• WHAT TO DO: Write out the lines from the line containing "Please mark the pale" through the final line of the listing below, exactly, omitting every other line.
-- Start STORED DATA --
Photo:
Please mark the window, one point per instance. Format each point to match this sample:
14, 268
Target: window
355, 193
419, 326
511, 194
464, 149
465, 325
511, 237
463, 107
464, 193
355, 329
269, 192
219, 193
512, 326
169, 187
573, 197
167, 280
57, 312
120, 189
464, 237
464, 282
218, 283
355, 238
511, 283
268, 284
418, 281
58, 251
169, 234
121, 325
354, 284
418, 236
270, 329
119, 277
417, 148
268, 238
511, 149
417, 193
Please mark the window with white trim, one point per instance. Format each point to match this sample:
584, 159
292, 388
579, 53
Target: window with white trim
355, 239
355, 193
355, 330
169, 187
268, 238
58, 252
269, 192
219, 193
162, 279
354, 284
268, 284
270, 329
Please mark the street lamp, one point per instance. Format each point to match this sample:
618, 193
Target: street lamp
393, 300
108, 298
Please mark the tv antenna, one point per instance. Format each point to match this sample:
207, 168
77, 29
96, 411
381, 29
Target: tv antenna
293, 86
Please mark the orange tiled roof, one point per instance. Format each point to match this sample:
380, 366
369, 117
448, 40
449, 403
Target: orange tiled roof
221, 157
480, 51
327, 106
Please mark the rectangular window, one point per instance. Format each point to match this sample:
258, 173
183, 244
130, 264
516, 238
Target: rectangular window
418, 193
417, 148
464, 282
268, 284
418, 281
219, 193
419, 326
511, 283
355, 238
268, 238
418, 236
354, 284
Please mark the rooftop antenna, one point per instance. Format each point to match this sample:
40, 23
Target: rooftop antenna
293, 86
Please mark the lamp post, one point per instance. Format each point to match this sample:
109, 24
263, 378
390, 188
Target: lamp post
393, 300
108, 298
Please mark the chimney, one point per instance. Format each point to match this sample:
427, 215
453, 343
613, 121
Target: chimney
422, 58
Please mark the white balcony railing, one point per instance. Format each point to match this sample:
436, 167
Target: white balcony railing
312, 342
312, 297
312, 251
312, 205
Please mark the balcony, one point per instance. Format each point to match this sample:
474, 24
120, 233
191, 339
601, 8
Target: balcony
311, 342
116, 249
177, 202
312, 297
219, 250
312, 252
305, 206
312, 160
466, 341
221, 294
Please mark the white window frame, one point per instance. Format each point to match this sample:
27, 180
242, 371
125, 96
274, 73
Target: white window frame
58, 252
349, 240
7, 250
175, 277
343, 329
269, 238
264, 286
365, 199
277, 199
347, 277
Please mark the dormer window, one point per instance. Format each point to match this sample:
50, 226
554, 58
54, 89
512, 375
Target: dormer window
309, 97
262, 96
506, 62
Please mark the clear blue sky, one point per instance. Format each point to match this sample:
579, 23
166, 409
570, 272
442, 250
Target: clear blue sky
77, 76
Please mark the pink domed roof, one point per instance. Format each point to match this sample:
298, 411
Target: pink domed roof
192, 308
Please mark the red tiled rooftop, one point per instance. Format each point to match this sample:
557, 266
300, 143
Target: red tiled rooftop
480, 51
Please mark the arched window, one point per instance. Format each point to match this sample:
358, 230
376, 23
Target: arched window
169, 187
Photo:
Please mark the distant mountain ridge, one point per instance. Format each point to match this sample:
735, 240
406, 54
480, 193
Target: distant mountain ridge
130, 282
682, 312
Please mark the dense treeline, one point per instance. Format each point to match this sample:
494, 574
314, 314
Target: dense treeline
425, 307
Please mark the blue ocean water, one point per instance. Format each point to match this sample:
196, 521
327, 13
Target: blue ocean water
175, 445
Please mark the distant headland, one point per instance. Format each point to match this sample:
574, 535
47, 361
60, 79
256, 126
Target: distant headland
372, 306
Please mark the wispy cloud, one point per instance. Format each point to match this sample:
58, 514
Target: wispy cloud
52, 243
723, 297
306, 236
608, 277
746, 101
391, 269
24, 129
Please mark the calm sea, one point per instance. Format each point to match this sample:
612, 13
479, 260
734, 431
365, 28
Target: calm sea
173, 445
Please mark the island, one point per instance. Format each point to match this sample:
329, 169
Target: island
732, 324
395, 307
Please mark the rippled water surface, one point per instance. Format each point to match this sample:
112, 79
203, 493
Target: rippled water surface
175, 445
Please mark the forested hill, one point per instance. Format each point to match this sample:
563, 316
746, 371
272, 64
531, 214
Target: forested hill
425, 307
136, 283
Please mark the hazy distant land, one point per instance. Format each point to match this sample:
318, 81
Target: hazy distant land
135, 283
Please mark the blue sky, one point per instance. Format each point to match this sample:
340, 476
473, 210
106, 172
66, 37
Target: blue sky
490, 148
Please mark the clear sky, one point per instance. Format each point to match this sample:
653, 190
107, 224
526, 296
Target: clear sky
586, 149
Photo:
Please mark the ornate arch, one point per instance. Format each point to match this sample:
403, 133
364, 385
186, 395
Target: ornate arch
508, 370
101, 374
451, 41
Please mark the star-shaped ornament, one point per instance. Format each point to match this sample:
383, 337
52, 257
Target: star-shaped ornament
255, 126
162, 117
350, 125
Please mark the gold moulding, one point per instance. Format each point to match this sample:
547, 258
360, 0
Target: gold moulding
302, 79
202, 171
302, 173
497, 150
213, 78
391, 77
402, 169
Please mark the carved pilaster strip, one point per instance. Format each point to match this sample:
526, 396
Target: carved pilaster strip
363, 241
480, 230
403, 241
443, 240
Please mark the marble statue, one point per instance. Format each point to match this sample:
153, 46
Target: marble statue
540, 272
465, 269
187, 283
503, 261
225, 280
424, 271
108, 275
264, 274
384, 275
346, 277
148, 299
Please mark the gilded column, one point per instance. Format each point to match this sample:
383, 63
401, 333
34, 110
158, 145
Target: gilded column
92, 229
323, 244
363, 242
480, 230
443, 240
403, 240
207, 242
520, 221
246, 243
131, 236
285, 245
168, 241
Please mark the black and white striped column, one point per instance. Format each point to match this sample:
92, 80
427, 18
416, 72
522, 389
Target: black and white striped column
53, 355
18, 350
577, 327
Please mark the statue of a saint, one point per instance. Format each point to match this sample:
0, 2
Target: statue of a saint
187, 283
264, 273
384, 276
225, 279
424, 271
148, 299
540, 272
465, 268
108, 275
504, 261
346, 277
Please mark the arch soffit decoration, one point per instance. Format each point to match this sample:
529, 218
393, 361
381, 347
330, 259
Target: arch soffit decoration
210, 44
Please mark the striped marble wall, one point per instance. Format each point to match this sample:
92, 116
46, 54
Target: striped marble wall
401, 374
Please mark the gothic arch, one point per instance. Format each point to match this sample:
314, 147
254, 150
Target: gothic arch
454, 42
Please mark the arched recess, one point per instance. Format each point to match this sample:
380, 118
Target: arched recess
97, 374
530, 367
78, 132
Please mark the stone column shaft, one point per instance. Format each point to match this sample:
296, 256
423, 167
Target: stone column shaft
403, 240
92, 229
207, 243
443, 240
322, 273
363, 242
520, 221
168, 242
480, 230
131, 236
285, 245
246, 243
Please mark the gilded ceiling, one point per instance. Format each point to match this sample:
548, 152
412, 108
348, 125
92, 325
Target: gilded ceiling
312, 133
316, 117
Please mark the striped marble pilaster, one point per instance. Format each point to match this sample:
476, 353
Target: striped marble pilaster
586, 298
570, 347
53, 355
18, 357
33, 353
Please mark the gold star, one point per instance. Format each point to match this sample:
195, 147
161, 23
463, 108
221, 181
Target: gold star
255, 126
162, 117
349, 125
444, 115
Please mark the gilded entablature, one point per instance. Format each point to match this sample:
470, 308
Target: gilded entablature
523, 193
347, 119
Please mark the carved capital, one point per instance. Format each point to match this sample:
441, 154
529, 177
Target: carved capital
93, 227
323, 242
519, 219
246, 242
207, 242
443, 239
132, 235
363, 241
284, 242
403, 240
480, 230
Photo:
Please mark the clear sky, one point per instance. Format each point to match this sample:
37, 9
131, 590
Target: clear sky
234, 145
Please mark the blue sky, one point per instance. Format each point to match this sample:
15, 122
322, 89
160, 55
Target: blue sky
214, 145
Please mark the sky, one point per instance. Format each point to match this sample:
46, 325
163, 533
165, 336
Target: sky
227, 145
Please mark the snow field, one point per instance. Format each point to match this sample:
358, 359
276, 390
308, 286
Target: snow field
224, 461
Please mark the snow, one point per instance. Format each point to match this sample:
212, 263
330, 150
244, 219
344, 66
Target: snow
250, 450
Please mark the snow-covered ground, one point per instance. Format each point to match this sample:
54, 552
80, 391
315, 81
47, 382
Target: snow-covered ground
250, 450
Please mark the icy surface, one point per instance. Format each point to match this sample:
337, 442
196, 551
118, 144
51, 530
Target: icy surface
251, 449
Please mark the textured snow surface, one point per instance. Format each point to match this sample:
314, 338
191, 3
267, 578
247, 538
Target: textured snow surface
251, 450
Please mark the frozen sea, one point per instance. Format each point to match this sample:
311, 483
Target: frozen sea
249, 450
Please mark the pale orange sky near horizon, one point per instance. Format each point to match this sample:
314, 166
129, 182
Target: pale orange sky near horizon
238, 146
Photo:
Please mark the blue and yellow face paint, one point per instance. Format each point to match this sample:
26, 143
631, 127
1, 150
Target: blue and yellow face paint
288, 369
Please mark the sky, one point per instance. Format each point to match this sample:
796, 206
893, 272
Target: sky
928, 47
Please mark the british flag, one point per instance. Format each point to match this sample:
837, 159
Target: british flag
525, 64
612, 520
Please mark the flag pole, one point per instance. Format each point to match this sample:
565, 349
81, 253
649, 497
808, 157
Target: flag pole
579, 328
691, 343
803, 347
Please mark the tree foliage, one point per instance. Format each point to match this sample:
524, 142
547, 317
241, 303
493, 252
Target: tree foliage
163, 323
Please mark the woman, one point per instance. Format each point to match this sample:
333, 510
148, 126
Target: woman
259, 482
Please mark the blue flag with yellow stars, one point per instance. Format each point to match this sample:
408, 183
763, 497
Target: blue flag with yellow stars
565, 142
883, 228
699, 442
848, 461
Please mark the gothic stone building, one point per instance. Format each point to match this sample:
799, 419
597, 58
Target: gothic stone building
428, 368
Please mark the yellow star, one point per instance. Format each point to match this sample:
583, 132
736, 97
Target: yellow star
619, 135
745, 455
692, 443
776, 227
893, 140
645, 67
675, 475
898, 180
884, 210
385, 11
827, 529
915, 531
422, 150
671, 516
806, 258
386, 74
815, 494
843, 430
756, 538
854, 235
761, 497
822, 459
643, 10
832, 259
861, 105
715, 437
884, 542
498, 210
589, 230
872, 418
-- End STORED DATA --
• EXERCISE OUTPUT:
Please mark the pale orange sky near horizon, one point per instance. Format each point to match this sample:
314, 166
129, 182
Target: pale orange sky near horizon
238, 146
Photo:
Please mark the blue and yellow face paint, one point per instance. Format each point to match this sample:
26, 143
631, 127
1, 150
Target: blue and yellow face paint
288, 369
Please mark the sky, one point per instance. Format each point to match this sample:
796, 206
893, 272
Target: sky
928, 47
Please mark the british flag, one point per instance. Format each point to match this sample:
837, 159
Target: british flag
525, 64
612, 520
Please mark the flag pole, one point per instance. Format each point to match this sample:
565, 349
81, 253
649, 497
808, 157
Target: flag pole
579, 328
691, 343
803, 347
Please mark the tree foliage, one point per instance. Format each point to match this sample:
524, 142
547, 317
241, 303
493, 252
Target: tree foliage
163, 323
Please mark the woman, one point per instance. Format each point to match this sample:
333, 510
148, 126
Target: woman
259, 482
Please mark the blue flag with yellow stars, one point per instance. Format each point to match this sample:
408, 183
763, 497
Target: blue flag with yellow stars
565, 142
883, 228
699, 442
848, 461
Please mark the gothic stone building, one point per instance. Format each point to match this sample:
799, 419
597, 58
Target: gothic stone building
428, 368
Please mark the yellow star, one point per instance. Format each point to match this sample:
583, 132
736, 97
Target: yellow star
619, 135
745, 455
692, 443
776, 227
893, 140
645, 67
675, 475
898, 180
884, 210
385, 11
827, 529
915, 531
422, 150
671, 516
806, 258
386, 74
815, 494
843, 430
756, 538
854, 235
761, 497
822, 459
643, 10
832, 259
861, 105
715, 437
884, 542
498, 210
589, 230
872, 418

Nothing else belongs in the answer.